- Theatrical release poster
- Directed by: Shin'ya Yamamoto
- Production company: Tōkyō Kōei
- Distributed by: Shintōhō Eiga
- Release date: September 1968;
- Running time: 71 minutes
- Country: Japan
- Language: Japanese

= Love Hotel (1968 film) =

Love Hotel (アベック旅館, Avec Ryokan) aka Jitsuwa Repōto: Avec Ryojō (実話レポート　アベック旅情) and A Rendezvous Hotel is a 1968 Japanese pink film directed by Shin'ya Yamamoto.

==Synopsis==
When a prostitute at a love hotel passes out drunk, the voluptuous madam who owns the establishment must serve in her place.

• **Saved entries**
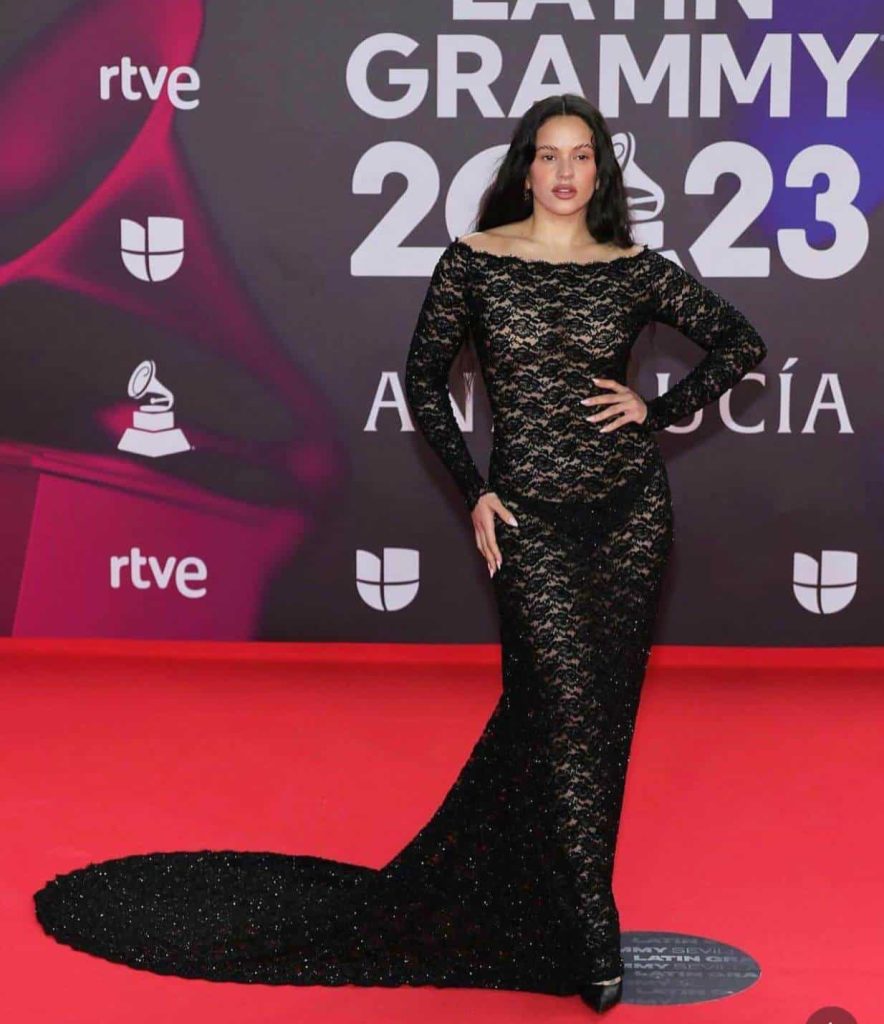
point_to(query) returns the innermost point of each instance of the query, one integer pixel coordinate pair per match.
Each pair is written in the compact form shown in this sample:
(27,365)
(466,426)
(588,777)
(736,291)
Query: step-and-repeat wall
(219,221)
---
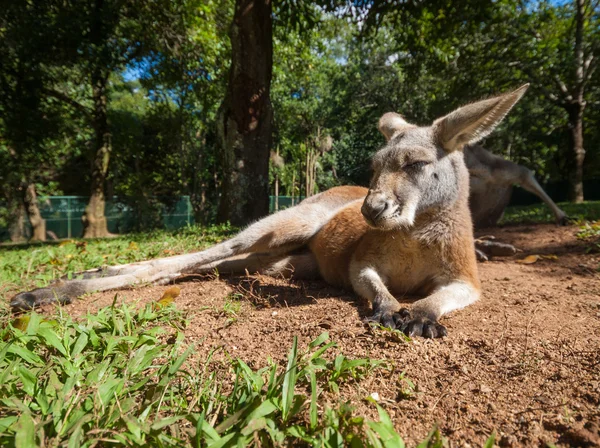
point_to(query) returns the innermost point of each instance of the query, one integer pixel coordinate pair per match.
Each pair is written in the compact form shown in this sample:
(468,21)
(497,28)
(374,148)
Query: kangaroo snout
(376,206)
---
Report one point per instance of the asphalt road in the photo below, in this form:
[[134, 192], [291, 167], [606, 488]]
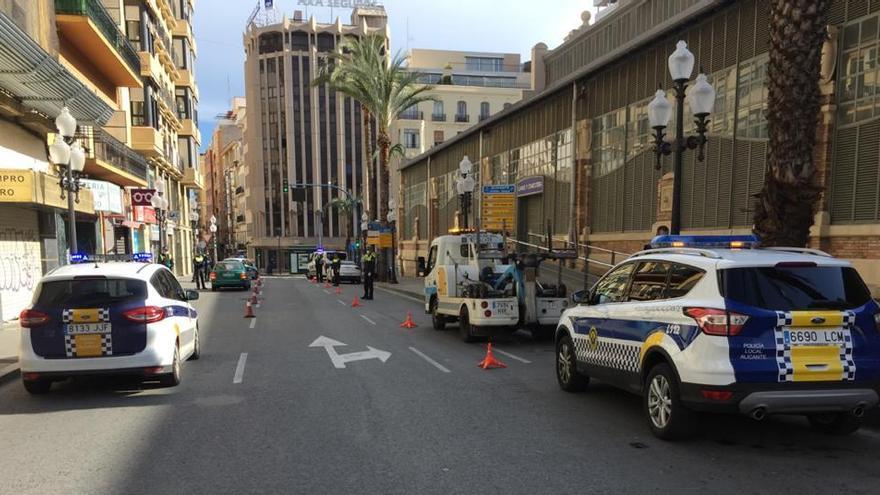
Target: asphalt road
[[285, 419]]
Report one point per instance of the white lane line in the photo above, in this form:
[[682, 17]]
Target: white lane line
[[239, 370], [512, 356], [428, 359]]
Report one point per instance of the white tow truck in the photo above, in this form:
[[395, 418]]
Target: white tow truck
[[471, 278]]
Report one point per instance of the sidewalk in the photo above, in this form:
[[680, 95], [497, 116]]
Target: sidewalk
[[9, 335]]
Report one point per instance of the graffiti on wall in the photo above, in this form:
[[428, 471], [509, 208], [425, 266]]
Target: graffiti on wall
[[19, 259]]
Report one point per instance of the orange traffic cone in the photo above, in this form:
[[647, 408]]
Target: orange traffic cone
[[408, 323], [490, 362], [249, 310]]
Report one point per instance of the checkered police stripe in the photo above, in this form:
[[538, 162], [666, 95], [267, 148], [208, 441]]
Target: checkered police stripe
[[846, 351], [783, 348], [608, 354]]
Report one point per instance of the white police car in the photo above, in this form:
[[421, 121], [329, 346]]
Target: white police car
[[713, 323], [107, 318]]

• **Objectives**
#1 Answer these questions about the Love Hotel article:
(a) Who directed the film?
(b) What is its running time?
(c) Who has to serve in place of the prostitute who passes out drunk?
#2 Return verbatim the lines of the rows starting at the line that contains "Report one point per instance of the white police" and ending at the line that contains "[[713, 323], [107, 318]]", both included.
The Love Hotel article has no connection to the rows.

• **Replies**
#1
(a) Shin'ya Yamamoto
(b) 71 minutes
(c) The voluptuous madam who owns the establishment

#2
Report one point per instance of the white police car in the photo above, in this form:
[[421, 121], [329, 346]]
Target: white police car
[[713, 323], [107, 318]]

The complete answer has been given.